***** Given data
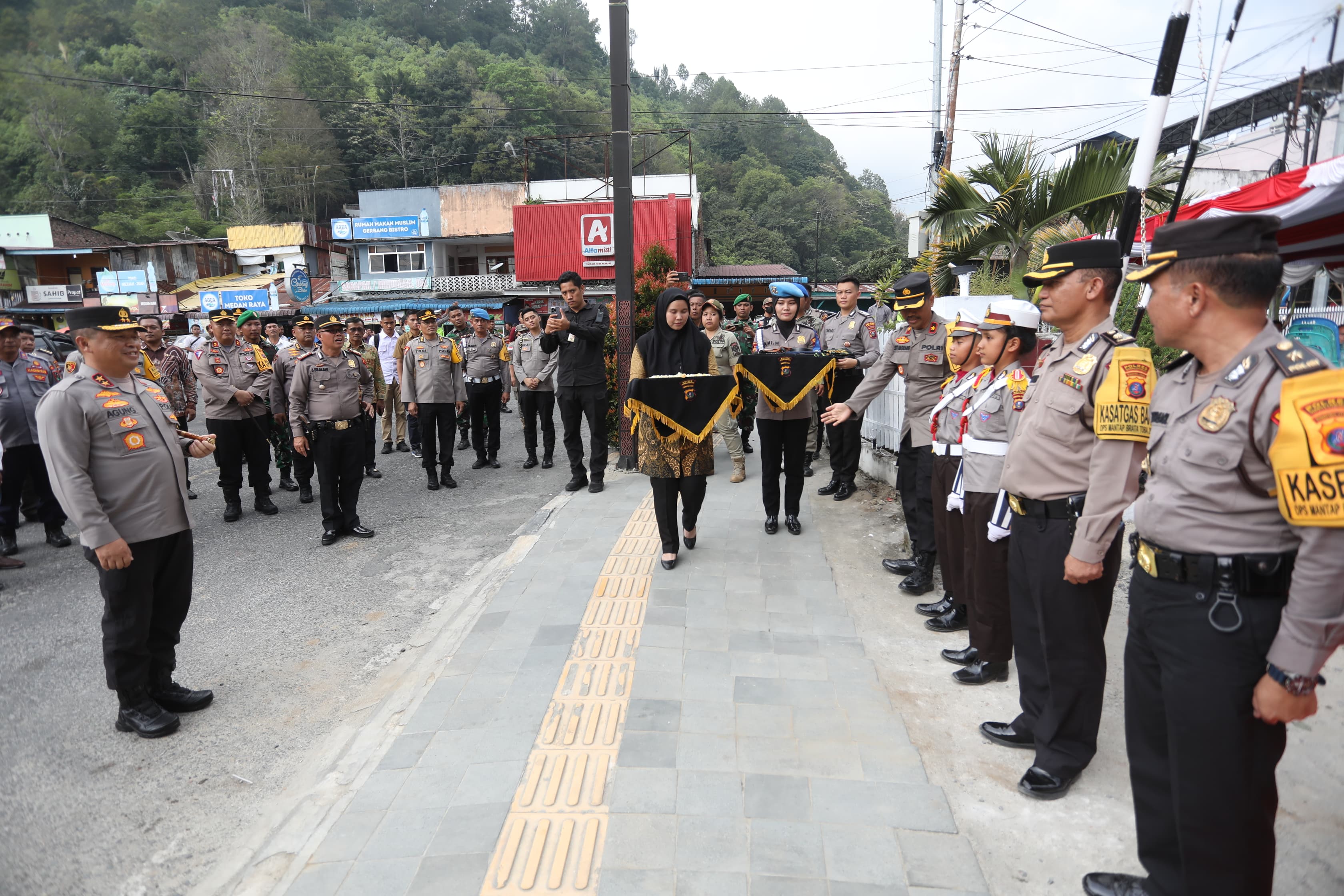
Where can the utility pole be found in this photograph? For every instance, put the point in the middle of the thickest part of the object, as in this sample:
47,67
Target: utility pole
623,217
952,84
**********
***** Given data
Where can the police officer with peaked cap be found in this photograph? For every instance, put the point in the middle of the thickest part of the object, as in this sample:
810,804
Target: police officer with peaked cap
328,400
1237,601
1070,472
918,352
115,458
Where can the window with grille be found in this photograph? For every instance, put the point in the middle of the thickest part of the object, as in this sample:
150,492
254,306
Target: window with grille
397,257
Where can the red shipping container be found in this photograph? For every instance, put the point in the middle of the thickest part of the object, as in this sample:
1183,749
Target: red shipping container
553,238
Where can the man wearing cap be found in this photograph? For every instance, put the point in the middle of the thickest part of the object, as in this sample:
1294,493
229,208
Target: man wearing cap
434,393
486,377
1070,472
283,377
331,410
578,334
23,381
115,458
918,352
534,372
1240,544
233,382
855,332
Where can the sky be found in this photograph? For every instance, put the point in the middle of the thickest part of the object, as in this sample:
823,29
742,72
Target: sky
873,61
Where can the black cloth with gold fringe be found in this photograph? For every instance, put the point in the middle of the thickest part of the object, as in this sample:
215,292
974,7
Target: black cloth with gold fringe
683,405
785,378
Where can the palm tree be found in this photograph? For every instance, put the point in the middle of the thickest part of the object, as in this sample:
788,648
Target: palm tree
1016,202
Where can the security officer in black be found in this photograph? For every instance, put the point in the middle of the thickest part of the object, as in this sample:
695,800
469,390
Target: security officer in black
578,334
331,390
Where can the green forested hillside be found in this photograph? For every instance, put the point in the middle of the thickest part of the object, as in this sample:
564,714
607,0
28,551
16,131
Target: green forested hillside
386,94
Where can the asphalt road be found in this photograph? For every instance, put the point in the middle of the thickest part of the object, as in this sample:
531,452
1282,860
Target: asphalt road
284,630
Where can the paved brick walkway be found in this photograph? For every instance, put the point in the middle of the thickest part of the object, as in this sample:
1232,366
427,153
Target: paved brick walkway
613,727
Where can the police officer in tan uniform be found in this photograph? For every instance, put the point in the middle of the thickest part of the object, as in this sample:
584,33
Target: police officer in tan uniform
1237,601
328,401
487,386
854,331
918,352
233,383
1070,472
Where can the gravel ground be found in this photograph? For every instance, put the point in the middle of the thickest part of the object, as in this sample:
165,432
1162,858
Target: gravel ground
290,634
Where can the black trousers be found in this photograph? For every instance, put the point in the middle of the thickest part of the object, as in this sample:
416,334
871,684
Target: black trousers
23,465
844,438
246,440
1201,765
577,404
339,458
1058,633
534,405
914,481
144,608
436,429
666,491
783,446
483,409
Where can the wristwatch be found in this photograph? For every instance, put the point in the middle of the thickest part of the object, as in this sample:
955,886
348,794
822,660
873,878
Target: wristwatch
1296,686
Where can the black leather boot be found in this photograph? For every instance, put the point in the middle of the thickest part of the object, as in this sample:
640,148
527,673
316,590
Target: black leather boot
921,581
**********
***** Given data
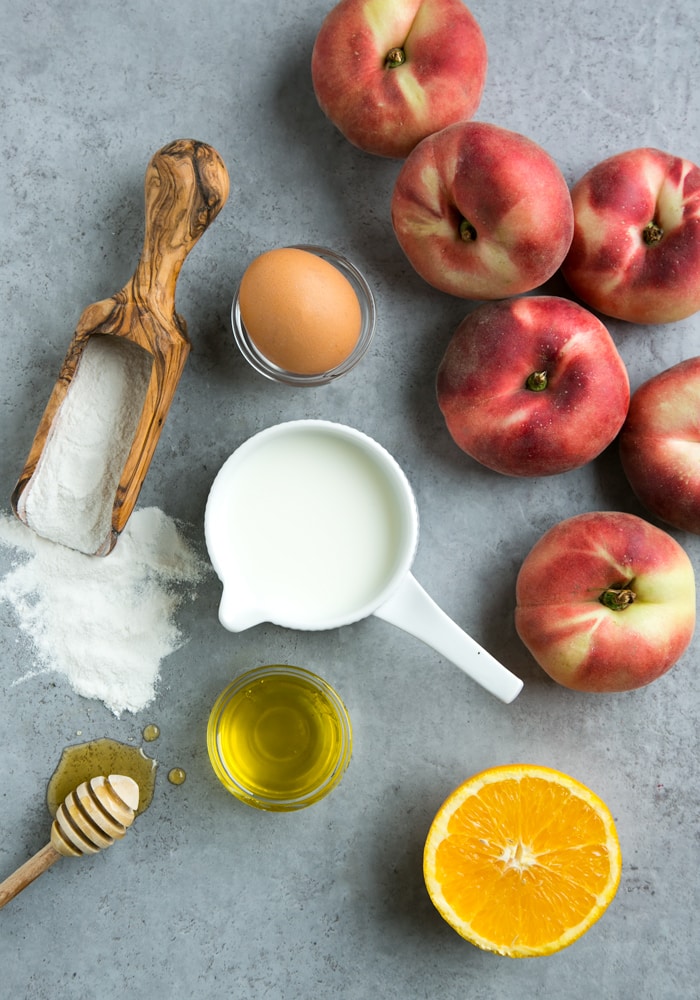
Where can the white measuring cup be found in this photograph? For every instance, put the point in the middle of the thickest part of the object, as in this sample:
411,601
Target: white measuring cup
**********
◆ Exercise details ◆
Show every line from the rows above that contains the string "pole". Letter case matters when matching.

◆ Full response ◆
Where can the utility pole be found in this photograph? For every instance, put the point in the middle of the thickest part of the object, as in this sample:
Target: utility pole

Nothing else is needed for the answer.